▶ _The task_: Could you format the listing below as a Markdown table with the columns Row and Line, one numbered row per line and blank lines left out?

▶ _Stored rows_:

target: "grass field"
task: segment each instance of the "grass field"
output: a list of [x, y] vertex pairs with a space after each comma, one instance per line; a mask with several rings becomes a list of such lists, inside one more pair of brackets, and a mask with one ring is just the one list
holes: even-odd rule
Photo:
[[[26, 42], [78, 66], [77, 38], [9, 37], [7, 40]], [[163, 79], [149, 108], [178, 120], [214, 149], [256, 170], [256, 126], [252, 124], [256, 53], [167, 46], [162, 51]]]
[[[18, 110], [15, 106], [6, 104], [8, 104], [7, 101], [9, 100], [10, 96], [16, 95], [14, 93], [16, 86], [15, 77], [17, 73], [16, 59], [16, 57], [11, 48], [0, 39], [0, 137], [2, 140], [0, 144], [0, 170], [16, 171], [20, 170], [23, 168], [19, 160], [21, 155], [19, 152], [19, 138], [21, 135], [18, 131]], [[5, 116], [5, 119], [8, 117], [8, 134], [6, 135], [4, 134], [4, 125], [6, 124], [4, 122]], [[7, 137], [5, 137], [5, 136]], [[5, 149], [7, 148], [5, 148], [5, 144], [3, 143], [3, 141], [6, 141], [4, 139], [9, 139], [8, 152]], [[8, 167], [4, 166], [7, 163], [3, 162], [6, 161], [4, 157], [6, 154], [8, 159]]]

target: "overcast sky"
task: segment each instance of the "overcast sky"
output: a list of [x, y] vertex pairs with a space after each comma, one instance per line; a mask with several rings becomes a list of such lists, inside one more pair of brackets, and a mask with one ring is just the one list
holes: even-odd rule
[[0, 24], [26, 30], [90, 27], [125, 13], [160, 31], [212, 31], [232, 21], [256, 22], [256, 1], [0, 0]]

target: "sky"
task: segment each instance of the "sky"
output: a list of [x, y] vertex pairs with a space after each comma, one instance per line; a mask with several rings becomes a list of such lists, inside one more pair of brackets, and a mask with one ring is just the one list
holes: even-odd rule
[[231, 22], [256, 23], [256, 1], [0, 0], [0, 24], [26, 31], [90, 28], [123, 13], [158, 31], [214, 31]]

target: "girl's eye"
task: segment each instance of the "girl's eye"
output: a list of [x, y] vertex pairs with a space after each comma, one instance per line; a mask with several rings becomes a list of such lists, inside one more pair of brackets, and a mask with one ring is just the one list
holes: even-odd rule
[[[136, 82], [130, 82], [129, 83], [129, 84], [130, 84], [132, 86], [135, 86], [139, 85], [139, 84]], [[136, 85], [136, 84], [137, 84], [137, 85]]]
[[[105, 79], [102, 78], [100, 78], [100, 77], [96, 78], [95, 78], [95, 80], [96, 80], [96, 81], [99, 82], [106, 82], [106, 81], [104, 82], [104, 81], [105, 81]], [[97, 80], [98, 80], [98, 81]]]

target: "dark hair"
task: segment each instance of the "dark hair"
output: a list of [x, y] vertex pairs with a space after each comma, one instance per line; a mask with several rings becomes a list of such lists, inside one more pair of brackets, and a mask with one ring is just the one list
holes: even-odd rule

▶ _Task answer_:
| Row | Line |
|---|---|
| 1 | target: "grass field" |
| 2 | task: segment each instance of the "grass field" |
| 3 | output: a list of [x, y] vertex pairs with a space after each comma, one instance per line; a mask with several rings becomes a list of such lists, inside one more pair of brackets, and a mask with one ring is just the one list |
| 4 | holes: even-odd rule |
| 5 | Photo: |
| 6 | [[[26, 42], [78, 66], [77, 38], [9, 37], [7, 40]], [[163, 79], [149, 108], [178, 120], [214, 149], [256, 170], [256, 126], [252, 124], [256, 53], [167, 46], [162, 51]]] |
| 7 | [[[18, 110], [15, 106], [6, 104], [8, 104], [7, 101], [9, 100], [10, 96], [16, 95], [14, 93], [16, 86], [15, 77], [17, 73], [16, 59], [16, 57], [11, 48], [0, 39], [0, 137], [2, 140], [0, 144], [0, 170], [16, 171], [20, 170], [23, 168], [19, 160], [21, 155], [19, 152], [19, 138], [21, 135], [18, 131]], [[5, 116], [5, 119], [8, 117], [8, 134], [6, 135], [4, 134], [4, 125], [6, 124], [4, 122]], [[7, 137], [5, 137], [5, 136]], [[5, 149], [7, 148], [5, 148], [5, 144], [3, 143], [3, 141], [6, 141], [4, 139], [9, 139], [8, 152]], [[8, 167], [4, 166], [7, 163], [3, 162], [6, 161], [4, 157], [6, 154], [8, 159]]] |
| 8 | target: "overcast sky" |
| 9 | task: segment each instance of the "overcast sky" |
| 10 | output: a list of [x, y] vertex pairs with a space after each comma, one instance per line; a mask with several rings becomes a list of such lists, inside one more pair of brackets, and a mask with one ring is just the one list |
| 11 | holes: even-odd rule |
| 12 | [[0, 24], [26, 30], [90, 27], [125, 13], [160, 31], [212, 31], [232, 21], [256, 22], [256, 1], [0, 0]] |
| 13 | target: "sky" |
| 14 | task: segment each instance of the "sky" |
| 15 | output: a list of [x, y] vertex pairs with a space after each comma, one instance per line; a mask with several rings becomes a list of such lists, inside one more pair of brackets, and a mask with one ring is just the one list |
| 16 | holes: even-odd rule |
| 17 | [[231, 22], [256, 23], [256, 1], [0, 0], [0, 24], [26, 31], [90, 28], [123, 13], [158, 31], [214, 31]] |
| 18 | target: "girl's eye" |
| 19 | task: segment each instance of the "girl's eye" |
| 20 | output: a list of [x, y] vertex pairs with a space after each comma, one instance per line; a mask with several rings becomes a list of such lists, inside one more pair of brackets, and a mask with one ring is just the one list |
| 21 | holes: even-odd rule |
| 22 | [[[136, 82], [130, 82], [129, 83], [129, 84], [130, 84], [132, 86], [135, 86], [139, 85], [139, 84]], [[136, 85], [136, 84], [137, 84], [137, 85]]] |
| 23 | [[[105, 79], [102, 78], [100, 78], [100, 77], [96, 78], [95, 78], [95, 80], [96, 80], [96, 81], [99, 82], [106, 82], [106, 81], [104, 82], [104, 81], [105, 81]], [[97, 80], [98, 80], [98, 81]]] |
| 24 | target: "dark hair" |
| 25 | task: segment each instance of the "dark hair" |
| 26 | output: a list of [x, y] vertex pairs with a space after each comma, one instance per line; a mask with several rings becomes a list of such lists, inside one more pair of brackets, and a mask with one ring is just the one list |
| 27 | holes: even-odd rule |